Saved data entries
··········
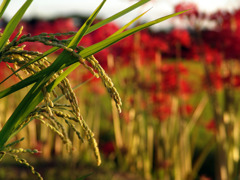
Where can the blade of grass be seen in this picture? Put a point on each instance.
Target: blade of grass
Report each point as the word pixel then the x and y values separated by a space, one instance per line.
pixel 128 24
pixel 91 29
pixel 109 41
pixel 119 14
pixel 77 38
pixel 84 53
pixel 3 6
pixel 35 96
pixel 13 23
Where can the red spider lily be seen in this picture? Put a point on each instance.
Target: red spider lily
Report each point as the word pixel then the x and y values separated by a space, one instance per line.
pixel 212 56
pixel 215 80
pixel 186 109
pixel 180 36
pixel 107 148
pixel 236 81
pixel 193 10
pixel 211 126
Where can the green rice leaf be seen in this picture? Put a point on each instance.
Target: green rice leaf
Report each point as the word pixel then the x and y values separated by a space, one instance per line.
··········
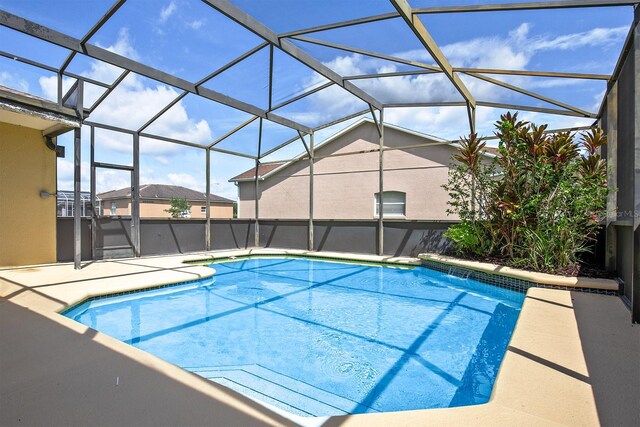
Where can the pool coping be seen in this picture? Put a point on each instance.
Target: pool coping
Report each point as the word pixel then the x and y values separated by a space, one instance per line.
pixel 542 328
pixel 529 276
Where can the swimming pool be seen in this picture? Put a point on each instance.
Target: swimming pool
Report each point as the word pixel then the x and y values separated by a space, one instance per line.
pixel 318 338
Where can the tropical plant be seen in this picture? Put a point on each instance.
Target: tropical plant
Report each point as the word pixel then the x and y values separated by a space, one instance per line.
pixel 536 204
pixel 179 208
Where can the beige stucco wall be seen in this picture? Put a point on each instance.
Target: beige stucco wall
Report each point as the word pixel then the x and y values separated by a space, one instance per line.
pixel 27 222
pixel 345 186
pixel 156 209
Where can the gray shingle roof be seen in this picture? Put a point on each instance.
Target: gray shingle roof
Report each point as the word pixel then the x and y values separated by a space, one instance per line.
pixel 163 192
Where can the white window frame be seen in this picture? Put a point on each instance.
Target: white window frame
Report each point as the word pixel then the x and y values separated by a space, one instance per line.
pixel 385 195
··········
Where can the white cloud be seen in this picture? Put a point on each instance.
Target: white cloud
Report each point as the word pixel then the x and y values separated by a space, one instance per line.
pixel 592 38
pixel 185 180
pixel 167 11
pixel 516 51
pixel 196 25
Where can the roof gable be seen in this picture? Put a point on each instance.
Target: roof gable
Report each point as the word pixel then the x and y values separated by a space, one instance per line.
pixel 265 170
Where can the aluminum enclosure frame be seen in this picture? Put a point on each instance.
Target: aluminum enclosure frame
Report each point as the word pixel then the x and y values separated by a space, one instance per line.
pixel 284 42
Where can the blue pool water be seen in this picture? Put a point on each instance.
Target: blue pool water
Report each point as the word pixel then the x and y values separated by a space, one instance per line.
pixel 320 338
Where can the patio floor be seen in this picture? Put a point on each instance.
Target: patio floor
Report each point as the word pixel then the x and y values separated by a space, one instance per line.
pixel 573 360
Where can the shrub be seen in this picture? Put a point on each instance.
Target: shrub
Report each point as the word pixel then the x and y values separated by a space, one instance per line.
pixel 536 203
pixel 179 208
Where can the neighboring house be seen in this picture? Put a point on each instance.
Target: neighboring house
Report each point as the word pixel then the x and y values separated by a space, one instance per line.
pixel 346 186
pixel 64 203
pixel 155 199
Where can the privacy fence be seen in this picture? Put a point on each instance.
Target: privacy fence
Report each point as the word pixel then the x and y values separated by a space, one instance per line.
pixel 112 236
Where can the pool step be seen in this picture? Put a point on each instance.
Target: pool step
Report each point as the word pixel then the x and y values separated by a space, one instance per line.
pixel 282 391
··········
Above are the saved data entries. Copy the lines between the one holding "Where can the blade" and the one holding "pixel 13 23", inclusive, without changing them.

Where can the blade of grass be seen in this picture? Put a point on each instance.
Target: blade of grass
Report each point as the word pixel then the x and y values separated by a space, one instance per line.
pixel 128 24
pixel 91 29
pixel 109 41
pixel 119 14
pixel 77 38
pixel 84 53
pixel 3 6
pixel 35 96
pixel 13 23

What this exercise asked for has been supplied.